(Collection entries)
########################################
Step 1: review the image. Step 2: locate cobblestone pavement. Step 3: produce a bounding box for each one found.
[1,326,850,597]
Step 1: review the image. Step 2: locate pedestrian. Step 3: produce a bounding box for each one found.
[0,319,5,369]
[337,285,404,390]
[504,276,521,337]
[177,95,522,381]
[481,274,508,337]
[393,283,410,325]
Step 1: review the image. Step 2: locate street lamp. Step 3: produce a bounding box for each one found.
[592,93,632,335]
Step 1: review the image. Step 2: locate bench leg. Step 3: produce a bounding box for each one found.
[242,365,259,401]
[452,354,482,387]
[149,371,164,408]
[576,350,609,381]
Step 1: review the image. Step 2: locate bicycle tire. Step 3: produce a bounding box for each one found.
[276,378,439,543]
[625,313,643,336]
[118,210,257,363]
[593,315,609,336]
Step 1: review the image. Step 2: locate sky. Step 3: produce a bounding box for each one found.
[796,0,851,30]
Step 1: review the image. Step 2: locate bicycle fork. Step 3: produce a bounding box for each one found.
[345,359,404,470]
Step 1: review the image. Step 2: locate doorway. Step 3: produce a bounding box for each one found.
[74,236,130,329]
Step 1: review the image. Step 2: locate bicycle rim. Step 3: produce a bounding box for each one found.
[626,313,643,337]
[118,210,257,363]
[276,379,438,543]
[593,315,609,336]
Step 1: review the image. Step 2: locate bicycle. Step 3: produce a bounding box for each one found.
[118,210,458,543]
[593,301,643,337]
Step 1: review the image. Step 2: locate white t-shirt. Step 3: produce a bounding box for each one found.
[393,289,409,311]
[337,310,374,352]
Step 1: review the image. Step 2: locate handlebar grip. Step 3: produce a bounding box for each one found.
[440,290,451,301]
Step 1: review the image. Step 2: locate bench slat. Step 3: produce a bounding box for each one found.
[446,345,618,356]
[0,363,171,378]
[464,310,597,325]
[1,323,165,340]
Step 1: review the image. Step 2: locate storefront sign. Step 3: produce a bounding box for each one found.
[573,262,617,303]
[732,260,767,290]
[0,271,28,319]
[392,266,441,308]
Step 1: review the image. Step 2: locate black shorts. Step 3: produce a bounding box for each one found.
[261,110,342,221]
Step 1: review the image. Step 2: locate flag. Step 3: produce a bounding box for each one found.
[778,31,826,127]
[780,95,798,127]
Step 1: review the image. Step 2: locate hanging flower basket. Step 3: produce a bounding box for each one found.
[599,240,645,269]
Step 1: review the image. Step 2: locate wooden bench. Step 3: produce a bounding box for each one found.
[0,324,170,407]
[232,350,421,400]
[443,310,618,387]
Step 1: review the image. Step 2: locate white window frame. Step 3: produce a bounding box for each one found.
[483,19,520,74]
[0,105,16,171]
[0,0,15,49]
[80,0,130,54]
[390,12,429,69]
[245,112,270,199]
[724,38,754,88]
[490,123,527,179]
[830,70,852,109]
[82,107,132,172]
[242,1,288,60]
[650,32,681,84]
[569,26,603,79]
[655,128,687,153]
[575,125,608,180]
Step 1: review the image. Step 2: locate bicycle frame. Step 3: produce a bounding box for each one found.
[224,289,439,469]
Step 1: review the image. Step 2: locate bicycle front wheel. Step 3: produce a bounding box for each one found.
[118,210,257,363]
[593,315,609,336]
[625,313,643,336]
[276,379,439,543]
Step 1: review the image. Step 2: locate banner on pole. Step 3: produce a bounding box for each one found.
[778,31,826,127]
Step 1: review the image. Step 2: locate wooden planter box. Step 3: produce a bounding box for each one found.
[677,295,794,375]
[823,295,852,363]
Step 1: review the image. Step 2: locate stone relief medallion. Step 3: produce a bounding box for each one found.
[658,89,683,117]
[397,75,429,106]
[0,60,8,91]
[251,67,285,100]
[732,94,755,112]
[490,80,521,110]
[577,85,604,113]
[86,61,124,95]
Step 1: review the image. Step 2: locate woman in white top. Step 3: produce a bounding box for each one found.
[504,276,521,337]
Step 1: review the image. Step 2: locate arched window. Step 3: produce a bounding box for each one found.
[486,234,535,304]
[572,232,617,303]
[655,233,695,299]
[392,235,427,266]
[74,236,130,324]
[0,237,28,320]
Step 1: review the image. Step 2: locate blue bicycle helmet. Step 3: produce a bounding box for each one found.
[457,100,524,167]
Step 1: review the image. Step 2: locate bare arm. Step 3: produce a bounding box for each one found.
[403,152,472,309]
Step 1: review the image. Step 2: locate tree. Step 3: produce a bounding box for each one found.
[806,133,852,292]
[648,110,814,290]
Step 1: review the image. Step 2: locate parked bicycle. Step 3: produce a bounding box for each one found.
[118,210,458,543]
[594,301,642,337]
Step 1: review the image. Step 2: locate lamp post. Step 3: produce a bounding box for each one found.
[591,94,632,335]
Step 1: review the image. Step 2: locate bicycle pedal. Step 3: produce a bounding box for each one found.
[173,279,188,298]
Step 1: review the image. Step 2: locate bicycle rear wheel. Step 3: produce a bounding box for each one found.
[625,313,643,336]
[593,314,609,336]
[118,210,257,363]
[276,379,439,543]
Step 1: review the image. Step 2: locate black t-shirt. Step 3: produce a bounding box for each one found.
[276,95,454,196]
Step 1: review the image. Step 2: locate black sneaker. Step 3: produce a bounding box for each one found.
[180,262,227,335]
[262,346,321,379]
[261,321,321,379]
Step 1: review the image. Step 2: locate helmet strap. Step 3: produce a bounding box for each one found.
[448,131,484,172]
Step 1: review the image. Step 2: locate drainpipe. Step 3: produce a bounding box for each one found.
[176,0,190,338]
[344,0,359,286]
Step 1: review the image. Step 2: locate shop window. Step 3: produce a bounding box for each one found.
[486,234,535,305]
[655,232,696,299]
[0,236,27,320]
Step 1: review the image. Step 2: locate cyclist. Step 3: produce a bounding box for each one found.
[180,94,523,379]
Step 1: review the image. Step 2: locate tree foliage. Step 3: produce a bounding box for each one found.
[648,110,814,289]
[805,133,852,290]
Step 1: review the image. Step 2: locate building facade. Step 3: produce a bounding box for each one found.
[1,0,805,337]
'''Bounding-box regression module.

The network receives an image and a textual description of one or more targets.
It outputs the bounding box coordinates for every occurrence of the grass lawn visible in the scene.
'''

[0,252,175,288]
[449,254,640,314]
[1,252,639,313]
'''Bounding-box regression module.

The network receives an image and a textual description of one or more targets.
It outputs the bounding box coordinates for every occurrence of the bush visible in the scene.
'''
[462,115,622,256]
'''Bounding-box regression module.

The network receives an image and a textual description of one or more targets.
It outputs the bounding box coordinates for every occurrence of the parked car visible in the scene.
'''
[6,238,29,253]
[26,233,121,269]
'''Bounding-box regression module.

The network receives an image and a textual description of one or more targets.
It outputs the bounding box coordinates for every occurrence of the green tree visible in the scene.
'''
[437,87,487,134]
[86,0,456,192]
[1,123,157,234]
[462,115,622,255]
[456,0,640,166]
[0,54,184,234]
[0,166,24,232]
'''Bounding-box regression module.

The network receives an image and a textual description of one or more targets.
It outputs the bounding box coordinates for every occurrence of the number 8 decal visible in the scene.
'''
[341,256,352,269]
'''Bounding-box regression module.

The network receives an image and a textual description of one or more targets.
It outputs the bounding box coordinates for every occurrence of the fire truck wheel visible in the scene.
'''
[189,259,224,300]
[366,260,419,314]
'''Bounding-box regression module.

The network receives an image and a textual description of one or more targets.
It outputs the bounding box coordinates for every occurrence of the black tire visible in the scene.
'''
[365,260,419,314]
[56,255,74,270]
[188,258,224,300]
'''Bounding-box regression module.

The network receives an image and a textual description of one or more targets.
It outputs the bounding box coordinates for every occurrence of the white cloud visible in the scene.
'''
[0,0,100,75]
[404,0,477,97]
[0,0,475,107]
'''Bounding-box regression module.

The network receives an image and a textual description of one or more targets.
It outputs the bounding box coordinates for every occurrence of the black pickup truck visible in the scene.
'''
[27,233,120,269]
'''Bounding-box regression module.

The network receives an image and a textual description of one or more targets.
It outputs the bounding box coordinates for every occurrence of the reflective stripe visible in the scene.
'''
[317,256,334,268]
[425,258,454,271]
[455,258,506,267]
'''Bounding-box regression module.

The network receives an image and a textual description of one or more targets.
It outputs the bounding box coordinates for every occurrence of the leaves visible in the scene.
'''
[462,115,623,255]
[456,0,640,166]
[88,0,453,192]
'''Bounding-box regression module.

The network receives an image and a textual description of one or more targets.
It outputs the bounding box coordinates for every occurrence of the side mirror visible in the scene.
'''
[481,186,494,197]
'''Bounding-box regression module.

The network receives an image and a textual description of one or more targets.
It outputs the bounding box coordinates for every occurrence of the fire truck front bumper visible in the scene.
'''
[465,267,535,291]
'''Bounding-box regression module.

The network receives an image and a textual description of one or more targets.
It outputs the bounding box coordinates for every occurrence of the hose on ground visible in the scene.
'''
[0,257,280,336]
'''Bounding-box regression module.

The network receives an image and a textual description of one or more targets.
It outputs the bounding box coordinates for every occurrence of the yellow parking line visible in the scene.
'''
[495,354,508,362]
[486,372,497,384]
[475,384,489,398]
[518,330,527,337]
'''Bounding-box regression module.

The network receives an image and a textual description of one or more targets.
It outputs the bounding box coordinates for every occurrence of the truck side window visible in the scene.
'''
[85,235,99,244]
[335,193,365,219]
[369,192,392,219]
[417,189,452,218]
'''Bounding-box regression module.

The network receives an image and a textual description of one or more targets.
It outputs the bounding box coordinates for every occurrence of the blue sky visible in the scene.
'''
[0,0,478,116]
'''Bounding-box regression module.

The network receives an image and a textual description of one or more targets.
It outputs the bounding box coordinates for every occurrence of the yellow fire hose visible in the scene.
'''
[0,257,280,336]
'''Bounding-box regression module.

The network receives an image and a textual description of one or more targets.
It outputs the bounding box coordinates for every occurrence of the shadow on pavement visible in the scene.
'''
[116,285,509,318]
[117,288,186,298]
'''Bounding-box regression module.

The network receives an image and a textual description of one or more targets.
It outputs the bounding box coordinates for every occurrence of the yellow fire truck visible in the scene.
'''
########################################
EXERCISE DIRECTIONS
All lines in the data that contain the word "hose" should be copied.

RESPONSE TO THIS EXERCISE
It outputs the bounding box coordinates for every occurrence of the hose on ground visible in the scene.
It outputs the bounding box coordinates for every occurrence of the yellow fire hose visible in the scene.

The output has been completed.